CHALLENGE
Gather every line from the entries below that contains the word "wooden" and copy each one without changes.

RECORDS FOR THE EXERCISE
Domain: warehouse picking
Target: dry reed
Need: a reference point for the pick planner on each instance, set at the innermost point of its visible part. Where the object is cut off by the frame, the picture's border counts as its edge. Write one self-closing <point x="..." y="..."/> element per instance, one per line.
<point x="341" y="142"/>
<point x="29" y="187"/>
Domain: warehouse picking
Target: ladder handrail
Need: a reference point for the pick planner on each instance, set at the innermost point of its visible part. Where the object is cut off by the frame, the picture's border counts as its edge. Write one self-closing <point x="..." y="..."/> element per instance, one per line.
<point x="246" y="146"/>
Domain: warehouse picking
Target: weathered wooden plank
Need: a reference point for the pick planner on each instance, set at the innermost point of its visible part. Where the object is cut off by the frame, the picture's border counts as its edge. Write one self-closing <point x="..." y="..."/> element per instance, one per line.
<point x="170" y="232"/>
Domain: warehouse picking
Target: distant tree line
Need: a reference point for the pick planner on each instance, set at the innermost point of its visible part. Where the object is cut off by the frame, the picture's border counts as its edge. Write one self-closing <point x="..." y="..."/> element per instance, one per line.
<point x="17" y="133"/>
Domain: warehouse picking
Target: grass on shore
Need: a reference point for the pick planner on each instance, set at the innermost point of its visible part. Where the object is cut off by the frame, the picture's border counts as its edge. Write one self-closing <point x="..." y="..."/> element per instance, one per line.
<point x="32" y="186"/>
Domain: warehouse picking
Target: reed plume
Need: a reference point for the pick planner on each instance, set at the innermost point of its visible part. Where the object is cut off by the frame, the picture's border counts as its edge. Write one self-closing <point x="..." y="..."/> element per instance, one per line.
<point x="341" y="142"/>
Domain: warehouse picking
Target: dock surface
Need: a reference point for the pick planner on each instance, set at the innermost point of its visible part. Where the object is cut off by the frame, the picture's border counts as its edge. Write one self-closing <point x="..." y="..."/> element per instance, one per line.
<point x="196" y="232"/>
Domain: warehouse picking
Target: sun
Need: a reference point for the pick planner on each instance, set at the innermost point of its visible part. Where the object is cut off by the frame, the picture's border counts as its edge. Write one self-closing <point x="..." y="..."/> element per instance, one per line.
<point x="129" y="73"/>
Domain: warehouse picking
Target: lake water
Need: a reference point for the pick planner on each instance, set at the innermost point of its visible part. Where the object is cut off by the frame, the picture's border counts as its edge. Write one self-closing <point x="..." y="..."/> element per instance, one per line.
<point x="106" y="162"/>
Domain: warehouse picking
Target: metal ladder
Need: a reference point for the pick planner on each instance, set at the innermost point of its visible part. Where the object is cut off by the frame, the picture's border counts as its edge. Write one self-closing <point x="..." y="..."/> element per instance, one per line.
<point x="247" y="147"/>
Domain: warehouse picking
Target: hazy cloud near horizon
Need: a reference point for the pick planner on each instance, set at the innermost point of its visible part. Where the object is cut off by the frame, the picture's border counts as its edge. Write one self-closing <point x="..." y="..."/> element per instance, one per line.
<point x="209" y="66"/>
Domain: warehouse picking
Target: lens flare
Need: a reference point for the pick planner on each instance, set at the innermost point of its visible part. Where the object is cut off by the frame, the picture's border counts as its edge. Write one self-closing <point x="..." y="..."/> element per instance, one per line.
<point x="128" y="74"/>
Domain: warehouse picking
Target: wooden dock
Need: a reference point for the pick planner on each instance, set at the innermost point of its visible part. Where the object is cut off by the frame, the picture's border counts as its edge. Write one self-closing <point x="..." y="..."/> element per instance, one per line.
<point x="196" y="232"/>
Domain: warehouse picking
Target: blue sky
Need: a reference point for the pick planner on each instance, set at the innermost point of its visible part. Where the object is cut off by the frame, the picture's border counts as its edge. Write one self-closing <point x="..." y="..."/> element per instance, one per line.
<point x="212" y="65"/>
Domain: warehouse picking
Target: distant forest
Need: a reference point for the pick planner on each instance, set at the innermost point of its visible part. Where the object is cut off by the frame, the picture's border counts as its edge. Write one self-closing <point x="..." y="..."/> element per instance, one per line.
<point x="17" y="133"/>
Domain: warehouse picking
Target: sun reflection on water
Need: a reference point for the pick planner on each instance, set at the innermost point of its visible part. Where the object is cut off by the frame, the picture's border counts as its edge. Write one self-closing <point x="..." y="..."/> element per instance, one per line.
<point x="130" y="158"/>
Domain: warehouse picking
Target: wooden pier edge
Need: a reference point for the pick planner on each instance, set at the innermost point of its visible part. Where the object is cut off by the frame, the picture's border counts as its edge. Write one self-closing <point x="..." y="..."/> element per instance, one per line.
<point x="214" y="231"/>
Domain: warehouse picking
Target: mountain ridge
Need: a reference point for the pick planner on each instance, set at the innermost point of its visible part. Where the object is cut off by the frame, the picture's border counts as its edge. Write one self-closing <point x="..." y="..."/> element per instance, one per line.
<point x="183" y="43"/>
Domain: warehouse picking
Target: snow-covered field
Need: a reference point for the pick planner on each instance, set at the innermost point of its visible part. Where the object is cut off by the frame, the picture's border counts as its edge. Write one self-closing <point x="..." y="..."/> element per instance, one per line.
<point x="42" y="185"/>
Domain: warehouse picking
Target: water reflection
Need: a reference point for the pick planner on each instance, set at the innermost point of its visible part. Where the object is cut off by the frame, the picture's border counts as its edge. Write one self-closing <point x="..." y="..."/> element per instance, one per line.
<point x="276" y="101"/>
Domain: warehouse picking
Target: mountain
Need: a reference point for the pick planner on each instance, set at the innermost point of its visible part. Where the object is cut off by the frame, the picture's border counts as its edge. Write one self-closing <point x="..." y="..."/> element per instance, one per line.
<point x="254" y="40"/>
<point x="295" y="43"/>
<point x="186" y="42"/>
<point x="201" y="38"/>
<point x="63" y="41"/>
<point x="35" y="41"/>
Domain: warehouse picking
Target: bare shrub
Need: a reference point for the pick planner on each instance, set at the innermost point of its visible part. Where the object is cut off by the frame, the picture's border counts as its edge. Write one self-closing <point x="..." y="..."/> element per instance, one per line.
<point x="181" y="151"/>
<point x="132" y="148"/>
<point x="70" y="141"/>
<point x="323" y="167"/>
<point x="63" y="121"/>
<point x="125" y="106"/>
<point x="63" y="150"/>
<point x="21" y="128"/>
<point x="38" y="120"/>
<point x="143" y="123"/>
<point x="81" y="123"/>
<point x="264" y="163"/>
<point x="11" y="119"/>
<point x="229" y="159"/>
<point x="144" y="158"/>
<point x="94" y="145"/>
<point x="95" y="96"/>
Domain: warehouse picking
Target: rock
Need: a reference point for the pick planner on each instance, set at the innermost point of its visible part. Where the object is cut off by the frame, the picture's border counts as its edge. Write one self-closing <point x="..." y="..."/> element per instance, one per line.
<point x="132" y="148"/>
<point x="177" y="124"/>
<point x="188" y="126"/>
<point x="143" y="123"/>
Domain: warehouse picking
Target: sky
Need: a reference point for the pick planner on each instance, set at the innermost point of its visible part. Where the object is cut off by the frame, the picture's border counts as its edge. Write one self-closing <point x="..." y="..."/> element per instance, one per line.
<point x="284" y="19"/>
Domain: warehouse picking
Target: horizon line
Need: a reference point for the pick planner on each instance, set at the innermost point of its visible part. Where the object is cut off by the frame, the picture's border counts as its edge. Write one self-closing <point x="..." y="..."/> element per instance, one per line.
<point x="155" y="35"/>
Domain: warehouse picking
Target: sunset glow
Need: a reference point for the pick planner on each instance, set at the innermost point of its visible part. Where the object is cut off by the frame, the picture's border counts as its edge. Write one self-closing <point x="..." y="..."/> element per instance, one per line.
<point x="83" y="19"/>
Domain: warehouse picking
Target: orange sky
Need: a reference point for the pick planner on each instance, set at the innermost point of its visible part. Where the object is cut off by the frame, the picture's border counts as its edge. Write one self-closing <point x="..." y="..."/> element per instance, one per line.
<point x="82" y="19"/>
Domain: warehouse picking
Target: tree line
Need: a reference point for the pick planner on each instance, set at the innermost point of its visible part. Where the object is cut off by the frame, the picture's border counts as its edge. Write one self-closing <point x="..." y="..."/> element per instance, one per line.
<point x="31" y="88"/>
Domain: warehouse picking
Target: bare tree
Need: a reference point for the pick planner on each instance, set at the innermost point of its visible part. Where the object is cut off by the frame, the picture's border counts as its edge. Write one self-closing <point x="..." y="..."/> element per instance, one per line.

COMPLETE ANSWER
Target: weathered wooden plank
Target: wooden dock
Target: wooden pier edge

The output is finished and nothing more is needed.